▶ **Provided passage**:

"""

Health care providers struggling to keep their doors open during California's record budget impasse accused state lawmakers Friday of "criminal negligence" for endangering their patients.
"No financial or political battle is worth the life of even one Californian," Anne McLeod, a vice president for the California Hospital Association, said at a rally outside the Capitol.
Representatives of hospitals, nursing homes, adult care centers and community clinics at the rally said the state owes them more than $4 billion for Medi-Cal services since the new fiscal year began without a budget 68 days ago.
Charles Guenther, chief executive officer of Eastern Plumas Health Care, said his small hospital system is "six figures in the red."
Without money to pay vendors, employees whose jobs are in jeopardy have had to dig into their pockets to pay for laboratory supplies and keep the electricity on, Guenther said.

"""

▶ **Required tasks**:
- A) Reproduce the part of the budget impasse article that opens with the words containing "Representatives of hospitals, nursing" and closes with "on, Guenther said.".
- B) Please decide whether each statement agrees with the budget impasse article, answering yes or no and quoting the words from the article that settle it: (i) The state owes the providers more than $4 billion for Medi-Cal services. (ii) The rally took place inside the Capitol. (iii) Charles Guenther described his hospital system as large.

Recorded data:

"""

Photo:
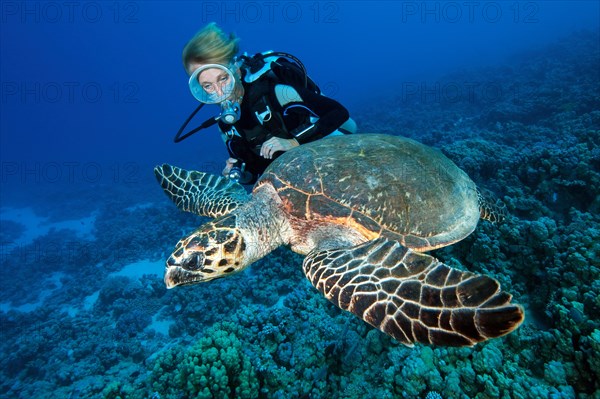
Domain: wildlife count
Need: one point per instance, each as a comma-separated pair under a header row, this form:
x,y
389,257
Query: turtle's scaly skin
x,y
200,193
412,296
362,208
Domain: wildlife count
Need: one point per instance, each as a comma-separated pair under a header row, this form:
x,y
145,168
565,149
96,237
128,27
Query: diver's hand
x,y
228,165
275,144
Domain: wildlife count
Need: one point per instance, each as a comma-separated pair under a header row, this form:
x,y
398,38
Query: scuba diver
x,y
268,103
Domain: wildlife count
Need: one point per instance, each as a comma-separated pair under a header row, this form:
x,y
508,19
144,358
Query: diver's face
x,y
216,82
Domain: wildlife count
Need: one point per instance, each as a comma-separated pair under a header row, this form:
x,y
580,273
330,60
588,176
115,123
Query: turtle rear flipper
x,y
200,193
412,296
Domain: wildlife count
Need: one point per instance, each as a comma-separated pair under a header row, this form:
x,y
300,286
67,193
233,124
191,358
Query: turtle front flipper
x,y
200,193
412,296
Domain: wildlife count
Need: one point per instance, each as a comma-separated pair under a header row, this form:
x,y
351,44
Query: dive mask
x,y
219,87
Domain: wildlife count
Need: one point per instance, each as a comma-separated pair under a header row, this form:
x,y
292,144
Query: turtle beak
x,y
175,275
185,271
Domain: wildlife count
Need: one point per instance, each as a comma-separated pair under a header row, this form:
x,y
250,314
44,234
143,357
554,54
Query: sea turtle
x,y
363,209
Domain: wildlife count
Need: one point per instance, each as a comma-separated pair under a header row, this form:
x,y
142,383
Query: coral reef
x,y
73,328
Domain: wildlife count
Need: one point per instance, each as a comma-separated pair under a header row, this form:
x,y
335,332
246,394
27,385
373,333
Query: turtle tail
x,y
491,208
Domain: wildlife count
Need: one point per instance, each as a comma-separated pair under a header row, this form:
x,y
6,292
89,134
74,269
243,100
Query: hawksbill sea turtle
x,y
363,208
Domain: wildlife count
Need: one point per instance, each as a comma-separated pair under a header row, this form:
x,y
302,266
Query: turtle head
x,y
214,250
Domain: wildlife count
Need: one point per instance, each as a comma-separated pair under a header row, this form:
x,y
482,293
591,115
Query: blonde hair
x,y
210,46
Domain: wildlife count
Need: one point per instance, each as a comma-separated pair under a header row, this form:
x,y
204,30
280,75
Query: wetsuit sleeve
x,y
331,115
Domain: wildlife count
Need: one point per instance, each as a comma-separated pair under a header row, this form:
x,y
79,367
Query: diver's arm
x,y
331,114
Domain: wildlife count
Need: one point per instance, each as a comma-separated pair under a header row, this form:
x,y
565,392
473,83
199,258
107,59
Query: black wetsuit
x,y
284,122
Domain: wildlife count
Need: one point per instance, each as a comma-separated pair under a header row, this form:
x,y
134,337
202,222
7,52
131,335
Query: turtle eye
x,y
193,262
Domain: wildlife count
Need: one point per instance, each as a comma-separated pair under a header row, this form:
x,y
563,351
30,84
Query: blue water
x,y
92,94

"""

▶ **Per-task answers**:
- A)
Representatives of hospitals, nursing homes, adult care centers and community clinics at the rally said the state owes them more than $4 billion for Medi-Cal services since the new fiscal year began without a budget 68 days ago.
Charles Guenther, chief executive officer of Eastern Plumas Health Care, said his small hospital system is "six figures in the red."
Without money to pay vendors, employees whose jobs are in jeopardy have had to dig into their pockets to pay for laboratory supplies and keep the electricity on, Guenther said.

- B)
(i) Yes: "the state owes them more than $4 billion for Medi-Cal services"
(ii) No: "said at a rally outside the Capitol"
(iii) No: "his small hospital system is "six figures in the red.""